_Rows from a pointing dataset_

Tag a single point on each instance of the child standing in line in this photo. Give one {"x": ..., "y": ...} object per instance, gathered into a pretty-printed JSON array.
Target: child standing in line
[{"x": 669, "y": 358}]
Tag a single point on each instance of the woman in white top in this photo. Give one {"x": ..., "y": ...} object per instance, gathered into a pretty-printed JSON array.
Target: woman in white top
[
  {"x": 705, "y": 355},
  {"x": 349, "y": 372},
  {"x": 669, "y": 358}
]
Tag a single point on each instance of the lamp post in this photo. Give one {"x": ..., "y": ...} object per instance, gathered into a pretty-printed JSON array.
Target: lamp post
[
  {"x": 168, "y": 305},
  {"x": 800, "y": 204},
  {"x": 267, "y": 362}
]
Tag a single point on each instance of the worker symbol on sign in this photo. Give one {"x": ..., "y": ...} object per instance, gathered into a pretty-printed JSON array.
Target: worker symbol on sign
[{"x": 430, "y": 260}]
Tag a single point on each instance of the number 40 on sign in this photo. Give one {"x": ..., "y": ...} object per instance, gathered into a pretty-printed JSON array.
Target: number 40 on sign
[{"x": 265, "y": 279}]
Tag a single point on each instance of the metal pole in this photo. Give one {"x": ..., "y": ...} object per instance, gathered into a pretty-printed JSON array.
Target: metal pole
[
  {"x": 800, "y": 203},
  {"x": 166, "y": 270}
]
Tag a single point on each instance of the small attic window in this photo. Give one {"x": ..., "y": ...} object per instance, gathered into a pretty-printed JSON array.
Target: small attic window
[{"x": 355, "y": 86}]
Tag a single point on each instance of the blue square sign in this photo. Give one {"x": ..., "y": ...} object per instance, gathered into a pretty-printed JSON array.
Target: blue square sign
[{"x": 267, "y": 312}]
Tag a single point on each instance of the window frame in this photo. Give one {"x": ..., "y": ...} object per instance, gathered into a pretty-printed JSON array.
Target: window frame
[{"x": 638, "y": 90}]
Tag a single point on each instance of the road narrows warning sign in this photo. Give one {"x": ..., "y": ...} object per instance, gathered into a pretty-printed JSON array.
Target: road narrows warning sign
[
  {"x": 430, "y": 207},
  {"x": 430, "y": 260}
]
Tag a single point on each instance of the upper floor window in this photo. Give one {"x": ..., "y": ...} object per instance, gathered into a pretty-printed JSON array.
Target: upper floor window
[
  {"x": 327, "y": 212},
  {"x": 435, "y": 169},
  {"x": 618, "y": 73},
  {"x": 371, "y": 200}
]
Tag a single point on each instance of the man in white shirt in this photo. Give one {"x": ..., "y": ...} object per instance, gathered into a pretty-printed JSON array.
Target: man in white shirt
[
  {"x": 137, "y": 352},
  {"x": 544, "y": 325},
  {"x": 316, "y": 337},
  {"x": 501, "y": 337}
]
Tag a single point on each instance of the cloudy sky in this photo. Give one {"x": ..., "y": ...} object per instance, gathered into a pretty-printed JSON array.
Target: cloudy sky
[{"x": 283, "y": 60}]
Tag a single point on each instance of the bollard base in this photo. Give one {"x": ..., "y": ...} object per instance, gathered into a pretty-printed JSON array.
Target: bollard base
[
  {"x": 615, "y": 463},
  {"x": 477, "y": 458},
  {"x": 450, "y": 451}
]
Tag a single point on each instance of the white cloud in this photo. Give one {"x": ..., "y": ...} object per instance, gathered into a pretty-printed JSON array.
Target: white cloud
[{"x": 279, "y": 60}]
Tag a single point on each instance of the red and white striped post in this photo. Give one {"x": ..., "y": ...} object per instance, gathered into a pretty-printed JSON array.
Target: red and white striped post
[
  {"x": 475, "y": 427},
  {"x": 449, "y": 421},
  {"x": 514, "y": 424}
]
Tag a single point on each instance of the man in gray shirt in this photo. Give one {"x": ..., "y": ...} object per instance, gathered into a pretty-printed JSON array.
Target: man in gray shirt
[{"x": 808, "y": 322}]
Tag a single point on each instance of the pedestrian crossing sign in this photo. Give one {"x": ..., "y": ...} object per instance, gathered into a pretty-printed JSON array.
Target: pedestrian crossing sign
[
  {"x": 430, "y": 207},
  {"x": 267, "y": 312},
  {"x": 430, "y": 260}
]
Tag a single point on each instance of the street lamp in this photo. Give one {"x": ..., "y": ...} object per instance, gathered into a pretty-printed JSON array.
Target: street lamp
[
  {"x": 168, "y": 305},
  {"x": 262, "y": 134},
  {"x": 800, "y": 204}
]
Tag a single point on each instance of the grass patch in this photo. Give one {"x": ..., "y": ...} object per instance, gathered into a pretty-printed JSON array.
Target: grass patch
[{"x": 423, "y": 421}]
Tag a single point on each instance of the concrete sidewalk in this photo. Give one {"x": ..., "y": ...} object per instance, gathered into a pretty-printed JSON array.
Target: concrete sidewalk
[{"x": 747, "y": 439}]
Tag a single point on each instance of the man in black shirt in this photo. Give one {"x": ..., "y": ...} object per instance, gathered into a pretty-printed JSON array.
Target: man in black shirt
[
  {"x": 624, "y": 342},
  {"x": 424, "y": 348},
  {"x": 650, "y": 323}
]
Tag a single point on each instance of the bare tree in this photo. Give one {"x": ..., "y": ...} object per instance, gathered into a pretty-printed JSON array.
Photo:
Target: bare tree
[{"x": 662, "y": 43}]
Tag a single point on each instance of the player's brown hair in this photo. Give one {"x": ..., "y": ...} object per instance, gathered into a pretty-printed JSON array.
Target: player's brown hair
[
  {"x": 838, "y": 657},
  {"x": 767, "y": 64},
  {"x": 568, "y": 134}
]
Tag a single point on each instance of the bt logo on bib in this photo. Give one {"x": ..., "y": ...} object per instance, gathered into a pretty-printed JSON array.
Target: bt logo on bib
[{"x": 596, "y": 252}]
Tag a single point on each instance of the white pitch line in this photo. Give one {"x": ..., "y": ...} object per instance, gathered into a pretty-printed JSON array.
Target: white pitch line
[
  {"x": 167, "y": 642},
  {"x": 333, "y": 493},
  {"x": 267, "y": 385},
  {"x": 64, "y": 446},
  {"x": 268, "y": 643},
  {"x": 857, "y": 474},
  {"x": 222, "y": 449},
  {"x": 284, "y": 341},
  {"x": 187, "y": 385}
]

_Written request_
Exactly as written above, please repeat the entries.

_Output below_
Tag a single point on each instance of the child standing in line in this photo. Give one {"x": ..., "y": ...} object per instance, gathered into a pretty-printed JSON array.
Target: child standing in line
[{"x": 669, "y": 358}]
Tag a single point on each instance of the woman in white top in this photo. Give one {"x": ..., "y": ...} object per instance, gathered into a pretty-printed JSON array.
Target: woman in white top
[
  {"x": 705, "y": 355},
  {"x": 349, "y": 372},
  {"x": 669, "y": 358}
]
Tag a single point on each instance of the lamp post in this photo. Give one {"x": ..., "y": ...} object per instance, gathered into a pretty-printed JSON array.
Target: lamp post
[
  {"x": 168, "y": 305},
  {"x": 800, "y": 204},
  {"x": 267, "y": 362}
]
Tag a single point on each instance of the worker symbol on sign in this photo. Give one {"x": ..., "y": ...} object per instance, gathered into a pretty-printed JSON array.
Target: worker symbol on sign
[{"x": 430, "y": 260}]
Tag a single point on each instance of the number 40 on sign in this photo. Give one {"x": ..., "y": ...} object per instance, gathered into a pretty-printed JSON array.
Target: number 40 on sign
[{"x": 265, "y": 279}]
Tag a single point on each instance of the metal pole in this photo. Give one {"x": ..., "y": ...} object per instance, gathered into a pretty-printed JSON array.
Target: metal pole
[
  {"x": 800, "y": 203},
  {"x": 166, "y": 270}
]
Tag a single point on each instance of the small attic window in this photo. Give one {"x": ..., "y": ...} object per instance, gathered into a pretty-printed JSON array.
Target: small attic window
[{"x": 355, "y": 86}]
Tag a single point on each instance of the blue square sign in this photo. Give one {"x": ..., "y": ...} object per instance, gathered into a pretty-printed JSON array.
Target: blue square sign
[{"x": 267, "y": 312}]
Tag a single point on each instance of the window frame in this photo. Give one {"x": ..., "y": ...} object per instance, gathered into a pretty-printed JSON array.
Target: window frame
[{"x": 638, "y": 90}]
Tag a single point on each instance of the road narrows warning sign in this photo. Give one {"x": ..., "y": ...} object per instance, gathered into a pretty-printed JSON array.
Target: road narrows warning sign
[
  {"x": 430, "y": 207},
  {"x": 430, "y": 260}
]
Tag a single point on each instance of the upper floor window in this photo. Give one {"x": ..., "y": ...} object per instance, gathered into a pretty-printed JSON array.
Target: upper floor window
[
  {"x": 327, "y": 212},
  {"x": 435, "y": 169},
  {"x": 618, "y": 73},
  {"x": 371, "y": 200}
]
Tag a single point on each instance of the man in white shirt in this photo. Give one {"x": ..., "y": ...} object per instance, gathered into a pretty-printed JSON array.
Target: man in white shirt
[
  {"x": 137, "y": 352},
  {"x": 544, "y": 325},
  {"x": 316, "y": 337},
  {"x": 501, "y": 337}
]
Tag a single point on each instance of the cloudy sky in this photo. Give one {"x": ..., "y": ...} object per instance, gathered into a pretty-printed JSON array.
Target: cloudy sky
[{"x": 283, "y": 60}]
Tag a single point on each instance of the bollard base in this photo. Give one {"x": ..., "y": ...} object per instance, gathered into a pretty-printed JSON array.
Target: bollard base
[
  {"x": 615, "y": 463},
  {"x": 477, "y": 458},
  {"x": 450, "y": 451}
]
Tag a single point on each instance of the white cloud in this photo. Give one {"x": ..., "y": ...} object per instance, gathered into a pretty-printed JSON array.
Target: white cloud
[{"x": 279, "y": 60}]
Tag a single point on each instance of the red and white striped post in this photo. Give one {"x": ..., "y": ...} object per instance, gathered into a pretty-printed JSON array.
Target: red and white striped post
[
  {"x": 475, "y": 427},
  {"x": 449, "y": 421},
  {"x": 514, "y": 424}
]
Tag a single point on each instance of the man in gray shirt in this photo. Give one {"x": ..., "y": ...} object per instance, gathered into a pretty-printed JSON array.
Target: man in gray shirt
[{"x": 808, "y": 322}]
Tag a single point on each instance of the pedestrian crossing sign in this photo. Give one {"x": ..., "y": ...} object per instance, gathered into a pretty-printed JSON array.
Target: pedestrian crossing sign
[
  {"x": 430, "y": 207},
  {"x": 267, "y": 312},
  {"x": 430, "y": 260}
]
Tag a single point on each instance of the street lamp in this photo. Give one {"x": ..., "y": ...} object per instance, gathered into a pretty-printed JSON array.
Target: street lamp
[
  {"x": 168, "y": 305},
  {"x": 262, "y": 134},
  {"x": 800, "y": 204}
]
Tag a single point on each instance of the grass patch in this photo. Give one {"x": ..., "y": ...} object per instance, gathered into a pretty-printed JSON array.
Target: grass patch
[{"x": 423, "y": 421}]
Tag a single point on each instance of the concrete sidewalk in this photo. Give one {"x": ..., "y": ...} object per instance, gathered into a pretty-printed JSON array.
Target: concrete sidewalk
[{"x": 747, "y": 439}]
Tag a single point on each instance of the man in black shirt in this photo. Give one {"x": ..., "y": ...} object per instance, gathered into a pretty-printed JSON array.
Target: man in black shirt
[
  {"x": 624, "y": 342},
  {"x": 424, "y": 348},
  {"x": 650, "y": 323}
]
Tag a single point on each instance of the bare tree in this photo. Give one {"x": ..., "y": ...} object per instance, gathered into a pretty-printed JSON array.
Photo:
Target: bare tree
[{"x": 662, "y": 43}]
Tag a single point on each instance of the player's brown hair in this photo. Give one {"x": ..., "y": ...} object per instance, gathered into a pretty-printed JSON array.
Target: player's brown hair
[
  {"x": 838, "y": 657},
  {"x": 767, "y": 64},
  {"x": 568, "y": 134}
]
Tag a single point on each instance of the bt logo on bib in this photo. Give one {"x": ..., "y": ...} object per instance, gathered into a pretty-printed JSON array.
Target: bt logo on bib
[{"x": 596, "y": 252}]
Tag a single point on each instance of the white pitch line in this photo. Give one {"x": ..., "y": ...} object per instance, gathered into a pretty-printed JSON array.
Target: white pitch line
[
  {"x": 167, "y": 642},
  {"x": 333, "y": 493},
  {"x": 267, "y": 385},
  {"x": 64, "y": 446},
  {"x": 268, "y": 643},
  {"x": 857, "y": 474},
  {"x": 222, "y": 449},
  {"x": 284, "y": 341},
  {"x": 187, "y": 385}
]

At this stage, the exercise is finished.